▶ _What this task involves_:
Repeat the entire listing exactly.

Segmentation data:
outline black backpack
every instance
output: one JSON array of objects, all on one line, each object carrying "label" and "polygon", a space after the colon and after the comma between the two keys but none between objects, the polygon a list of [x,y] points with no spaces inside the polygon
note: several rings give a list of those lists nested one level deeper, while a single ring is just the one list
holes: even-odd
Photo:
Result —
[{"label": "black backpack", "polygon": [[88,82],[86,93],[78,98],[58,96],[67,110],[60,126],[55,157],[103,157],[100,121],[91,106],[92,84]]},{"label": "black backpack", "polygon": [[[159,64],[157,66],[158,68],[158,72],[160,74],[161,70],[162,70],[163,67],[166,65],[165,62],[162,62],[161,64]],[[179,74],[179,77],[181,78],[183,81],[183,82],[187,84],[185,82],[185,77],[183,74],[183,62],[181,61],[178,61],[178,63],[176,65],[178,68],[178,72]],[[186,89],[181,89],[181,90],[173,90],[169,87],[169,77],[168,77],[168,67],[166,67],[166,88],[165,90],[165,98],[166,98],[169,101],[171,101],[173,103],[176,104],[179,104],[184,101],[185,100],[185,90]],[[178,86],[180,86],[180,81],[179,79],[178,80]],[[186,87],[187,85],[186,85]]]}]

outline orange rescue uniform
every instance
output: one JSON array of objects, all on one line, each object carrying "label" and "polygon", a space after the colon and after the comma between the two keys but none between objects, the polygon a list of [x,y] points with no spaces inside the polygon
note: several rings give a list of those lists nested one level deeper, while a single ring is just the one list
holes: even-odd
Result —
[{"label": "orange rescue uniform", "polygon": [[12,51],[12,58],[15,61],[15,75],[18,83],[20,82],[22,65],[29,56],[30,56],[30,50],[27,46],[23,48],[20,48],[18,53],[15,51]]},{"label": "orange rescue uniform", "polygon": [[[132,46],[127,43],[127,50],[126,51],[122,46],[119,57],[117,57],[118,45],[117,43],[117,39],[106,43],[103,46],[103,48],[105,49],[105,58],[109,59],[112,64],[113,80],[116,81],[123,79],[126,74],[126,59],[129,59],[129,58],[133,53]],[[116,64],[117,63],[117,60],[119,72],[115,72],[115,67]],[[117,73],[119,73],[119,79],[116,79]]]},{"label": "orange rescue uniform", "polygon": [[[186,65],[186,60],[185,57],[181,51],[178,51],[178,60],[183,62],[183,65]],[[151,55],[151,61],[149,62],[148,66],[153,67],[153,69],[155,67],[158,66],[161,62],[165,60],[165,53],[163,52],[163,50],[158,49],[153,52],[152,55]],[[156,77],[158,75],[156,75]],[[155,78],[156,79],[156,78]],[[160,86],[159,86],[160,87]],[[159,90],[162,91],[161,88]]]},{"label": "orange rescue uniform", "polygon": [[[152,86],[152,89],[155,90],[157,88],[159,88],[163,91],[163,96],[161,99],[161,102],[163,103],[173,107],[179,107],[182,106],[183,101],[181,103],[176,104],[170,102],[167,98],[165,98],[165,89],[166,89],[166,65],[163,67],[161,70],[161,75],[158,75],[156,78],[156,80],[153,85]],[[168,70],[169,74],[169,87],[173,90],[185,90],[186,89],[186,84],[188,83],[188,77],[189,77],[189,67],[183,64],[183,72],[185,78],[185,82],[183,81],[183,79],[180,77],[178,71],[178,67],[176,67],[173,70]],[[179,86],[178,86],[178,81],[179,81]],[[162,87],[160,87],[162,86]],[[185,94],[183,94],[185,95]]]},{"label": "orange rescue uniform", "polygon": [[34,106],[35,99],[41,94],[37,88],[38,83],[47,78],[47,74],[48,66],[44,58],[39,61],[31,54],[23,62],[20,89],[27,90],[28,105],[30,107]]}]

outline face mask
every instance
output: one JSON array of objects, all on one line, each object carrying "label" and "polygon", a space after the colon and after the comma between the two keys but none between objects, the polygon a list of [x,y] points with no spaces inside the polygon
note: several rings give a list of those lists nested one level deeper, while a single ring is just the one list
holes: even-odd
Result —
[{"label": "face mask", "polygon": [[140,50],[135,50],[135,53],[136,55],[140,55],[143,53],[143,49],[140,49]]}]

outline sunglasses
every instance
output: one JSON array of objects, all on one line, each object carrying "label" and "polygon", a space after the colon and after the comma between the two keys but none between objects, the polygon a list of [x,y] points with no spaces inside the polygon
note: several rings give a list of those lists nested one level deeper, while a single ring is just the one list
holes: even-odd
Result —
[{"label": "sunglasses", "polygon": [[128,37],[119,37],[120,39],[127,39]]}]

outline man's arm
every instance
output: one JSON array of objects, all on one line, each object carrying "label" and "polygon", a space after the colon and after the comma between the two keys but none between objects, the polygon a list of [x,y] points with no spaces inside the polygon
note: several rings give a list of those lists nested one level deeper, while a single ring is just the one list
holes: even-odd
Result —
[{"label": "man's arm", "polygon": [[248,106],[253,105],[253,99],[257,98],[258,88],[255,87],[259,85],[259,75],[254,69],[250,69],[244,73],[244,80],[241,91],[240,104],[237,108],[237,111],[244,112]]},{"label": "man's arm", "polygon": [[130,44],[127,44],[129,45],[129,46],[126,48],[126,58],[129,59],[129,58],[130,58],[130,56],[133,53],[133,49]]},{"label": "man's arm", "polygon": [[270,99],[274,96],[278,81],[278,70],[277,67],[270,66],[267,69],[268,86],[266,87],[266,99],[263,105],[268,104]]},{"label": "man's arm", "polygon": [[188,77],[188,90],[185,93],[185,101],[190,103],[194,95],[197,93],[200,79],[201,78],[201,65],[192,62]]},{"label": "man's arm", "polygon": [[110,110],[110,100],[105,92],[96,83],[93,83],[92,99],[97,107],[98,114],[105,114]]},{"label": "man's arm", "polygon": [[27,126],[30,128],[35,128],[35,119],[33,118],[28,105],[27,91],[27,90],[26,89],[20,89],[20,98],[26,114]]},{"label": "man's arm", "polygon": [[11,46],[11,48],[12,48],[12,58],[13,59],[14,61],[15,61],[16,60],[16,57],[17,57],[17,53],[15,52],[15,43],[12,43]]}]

▶ _Expected answer_:
outline black backpack
every instance
output: one JSON array of objects, all on one line, each object carrying "label" and "polygon", a space after the colon and after the comma between the two keys but none between objects, the polygon a list of [x,y] points with no spaces inside the polygon
note: several rings give a list of those lists nested one level deeper, while a single ring is just the one list
holes: even-odd
Photo:
Result —
[{"label": "black backpack", "polygon": [[88,82],[86,93],[78,98],[58,96],[67,110],[60,126],[55,157],[103,157],[100,121],[91,106],[92,84]]},{"label": "black backpack", "polygon": [[[159,64],[157,66],[158,68],[158,72],[160,74],[161,70],[162,70],[163,67],[166,65],[165,62],[162,62],[161,64]],[[179,74],[179,77],[181,78],[183,81],[183,82],[187,84],[185,82],[185,77],[183,74],[183,62],[181,61],[178,61],[178,63],[176,65],[178,68],[178,72]],[[186,89],[181,89],[181,90],[173,90],[169,87],[169,77],[168,77],[168,67],[166,67],[166,88],[165,90],[165,98],[166,98],[169,101],[171,101],[173,103],[176,104],[179,104],[184,101],[185,100],[185,90]],[[178,86],[180,86],[180,81],[179,79],[178,80]],[[186,87],[187,85],[186,85]]]}]

outline orange rescue uniform
every instance
output: one JSON array of objects, all on one line, each object carrying "label" and "polygon", a space after the colon and after the comma between the two keys but none between objects, the polygon a list of [x,y] points with no spaces inside the polygon
note: several rings give a list of those lists nested one level deeper, while a single ring is just the one list
holes: even-odd
Result —
[{"label": "orange rescue uniform", "polygon": [[12,51],[12,58],[15,61],[15,75],[18,83],[20,82],[22,65],[29,56],[30,56],[30,50],[27,46],[23,48],[20,48],[18,53],[15,51]]},{"label": "orange rescue uniform", "polygon": [[[132,46],[127,43],[127,50],[126,51],[122,46],[119,57],[117,57],[118,45],[117,43],[117,39],[106,43],[103,46],[103,48],[105,49],[105,58],[109,59],[112,64],[113,80],[116,81],[123,79],[126,74],[126,59],[129,59],[129,58],[133,53]],[[116,64],[117,63],[117,60],[119,72],[115,72],[115,67]],[[117,73],[119,73],[119,79],[116,79]]]},{"label": "orange rescue uniform", "polygon": [[[186,65],[186,60],[185,57],[181,51],[178,51],[178,60],[183,62],[183,65]],[[151,55],[151,61],[149,62],[148,66],[153,67],[153,69],[155,67],[158,66],[161,62],[165,60],[165,53],[163,52],[163,50],[158,49],[153,52],[152,55]],[[156,77],[158,75],[156,75]],[[155,78],[156,79],[156,78]],[[160,86],[159,86],[160,87]],[[159,90],[162,91],[161,88]]]},{"label": "orange rescue uniform", "polygon": [[[152,86],[152,89],[155,90],[157,88],[159,88],[163,91],[163,96],[161,99],[161,102],[163,103],[173,107],[179,107],[182,106],[183,101],[181,103],[176,104],[170,102],[167,98],[165,98],[165,89],[166,89],[166,65],[163,67],[161,70],[161,75],[158,75],[156,78],[156,80],[153,85]],[[168,70],[169,74],[169,87],[173,90],[185,90],[186,89],[186,84],[188,83],[188,77],[189,77],[189,67],[183,64],[183,72],[185,78],[185,82],[183,81],[183,79],[180,77],[178,71],[178,67],[176,67],[173,70]],[[179,86],[178,86],[178,81],[179,81]],[[162,87],[160,87],[162,86]],[[185,94],[183,94],[185,95]]]},{"label": "orange rescue uniform", "polygon": [[34,106],[35,99],[41,94],[37,88],[38,83],[47,78],[47,74],[48,66],[44,58],[39,61],[31,54],[23,62],[20,89],[27,90],[28,105],[30,107]]}]

outline face mask
every instance
output: one JSON array of objects, all on one line, each object carrying "label" and "polygon", a space after the colon and after the comma between the two keys but none between objects, the polygon a list of [x,y] points with no spaces inside the polygon
note: several rings give a list of those lists nested one level deeper, while a single ring is just the one list
holes: even-odd
Result —
[{"label": "face mask", "polygon": [[140,50],[135,50],[135,53],[136,55],[140,55],[143,53],[143,49],[140,49]]}]

outline sunglasses
every instance
output: one JSON array of objects, all on one line, each object carrying "label" and "polygon", a space after the colon and after the comma between the two keys but none between objects, the polygon a list of [x,y] points with no spaces inside the polygon
note: several rings give a list of those lists nested one level deeper, while a single ring is just the one list
holes: even-odd
Result —
[{"label": "sunglasses", "polygon": [[128,37],[119,37],[120,39],[127,39]]}]

outline man's arm
every instance
output: one JSON array of objects, all on one line, each object carrying "label" and "polygon", a space after the colon and after the comma between the two keys but none between objects, the polygon a list of [x,y] points with no spaces inside the polygon
note: several rings give a list of those lists nested one level deeper, while a single ring is just the one list
holes: even-odd
Result —
[{"label": "man's arm", "polygon": [[248,106],[253,105],[253,99],[257,98],[258,88],[255,87],[259,85],[259,75],[254,69],[250,69],[244,73],[244,80],[241,91],[240,104],[237,108],[237,111],[244,112]]},{"label": "man's arm", "polygon": [[130,44],[127,44],[129,45],[129,46],[126,48],[126,58],[129,59],[129,58],[130,58],[130,56],[133,53],[133,49]]},{"label": "man's arm", "polygon": [[270,99],[274,96],[278,81],[278,70],[277,67],[270,66],[267,69],[268,86],[266,87],[266,99],[263,105],[268,104]]},{"label": "man's arm", "polygon": [[188,77],[188,90],[185,93],[185,101],[190,103],[194,95],[197,93],[200,79],[201,78],[201,65],[192,62]]},{"label": "man's arm", "polygon": [[110,110],[110,100],[105,92],[96,83],[93,83],[92,99],[97,107],[98,114],[105,114]]},{"label": "man's arm", "polygon": [[27,126],[30,128],[35,128],[35,119],[33,118],[28,105],[27,91],[27,90],[26,89],[20,89],[20,98],[26,114]]},{"label": "man's arm", "polygon": [[11,46],[11,48],[12,48],[12,58],[13,59],[14,61],[15,61],[16,60],[16,57],[17,57],[17,53],[15,52],[15,43],[12,43]]}]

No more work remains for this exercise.